• **TAREFAS**:
1. Transcreva do segmento do documento o trecho que vai de "Da inexistência do" até "de forma legal.".
2. Segundo o segmento do documento, que condenação o acórdão do S.T.Justiça não manteve?
3. Prossiga o segmento do documento sobre o recurso a partir da última frase apresentada.

• **SEGMENTO DO DOCUMENTO**:
-=-=-=-=-

As questões suscitadas no recurso reportam-se a existência ou inexistência do título executivo e, sendo este existente, à questão de se saber se foi ou não realizada a liquidação do pedido.
Da inexistência do título executivo.
A este propósito os recorrentes referem apenas que a sentença da primeira instância e que os condenou em pedido reconvencional não transitou em julgado por o acórdão do S.T.Justiça não ter mantido a aludida condenação e, porque, a configuração jurídica feita pelo STJ da causa de pedir da acção principal é diversa da realizada pela primeira instância, naquele o incumprimento de contrato promessa de cessão de quota e neste contrato de cessão de quotas nulo por violação de forma legal.

-=-=-=-=-

(Excertos de dados de apontamento)

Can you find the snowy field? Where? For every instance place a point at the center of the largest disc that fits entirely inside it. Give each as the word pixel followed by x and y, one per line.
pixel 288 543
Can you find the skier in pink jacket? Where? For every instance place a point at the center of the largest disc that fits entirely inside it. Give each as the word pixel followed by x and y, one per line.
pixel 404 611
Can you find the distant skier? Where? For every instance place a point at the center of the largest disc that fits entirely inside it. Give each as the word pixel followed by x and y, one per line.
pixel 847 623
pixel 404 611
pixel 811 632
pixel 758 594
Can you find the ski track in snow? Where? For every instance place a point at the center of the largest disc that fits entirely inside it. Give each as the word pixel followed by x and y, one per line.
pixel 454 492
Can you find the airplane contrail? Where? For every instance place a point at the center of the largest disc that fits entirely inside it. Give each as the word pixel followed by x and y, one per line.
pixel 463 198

-=-=-=-=-

• **RESPOSTAS**:
1.
Da inexistência do título executivo.
A este propósito os recorrentes referem apenas que a sentença da primeira instância e que os condenou em pedido reconvencional não transitou em julgado por o acórdão do S.T.Justiça não ter mantido a aludida condenação e, porque, a configuração jurídica feita pelo STJ da causa de pedir da acção principal é diversa da realizada pela primeira instância, naquele o incumprimento de contrato promessa de cessão de quota e neste contrato de cessão de quotas nulo por violação de forma legal.

2. A condenação dos recorrentes no pedido reconvencional.

3.
Liminarmente poderemos dizer que nenhuma razão assiste aos recorrentes nesta argumentação, desde logo, porque disposição legal expressa estabelece que “os efeitos do julgado, na parte não recorrida, não podem ser prejudicados pela decisão recurso nem pela anulação do processo” (art. 684 nº4 do CPCivil) o que significa, no caso presente, que por nunca a condenação no pedido reconvencional ter sido objecto de recurso, ela se manteve intocada pelos recursos interpostos e que lhe eram alheios, tendo transitado em julgado.
Assim no que se refere ao pedido reconvencional decidido em primeira instância, a circunstância de o Tribunal da Relação do Porto se ter referido a ele para o considerar inalterado (por não ter sido objecto de recurso), ou o facto de o Supremo Tribunal de justiça não ter feito nenhuma referência a tal decisão (relativa ao pedido reconvencional) é de todo irrelevante e indiferente porque, nos termos da disposição legal citada, tal decisão da primeira instância nunca foi objecto de recurso.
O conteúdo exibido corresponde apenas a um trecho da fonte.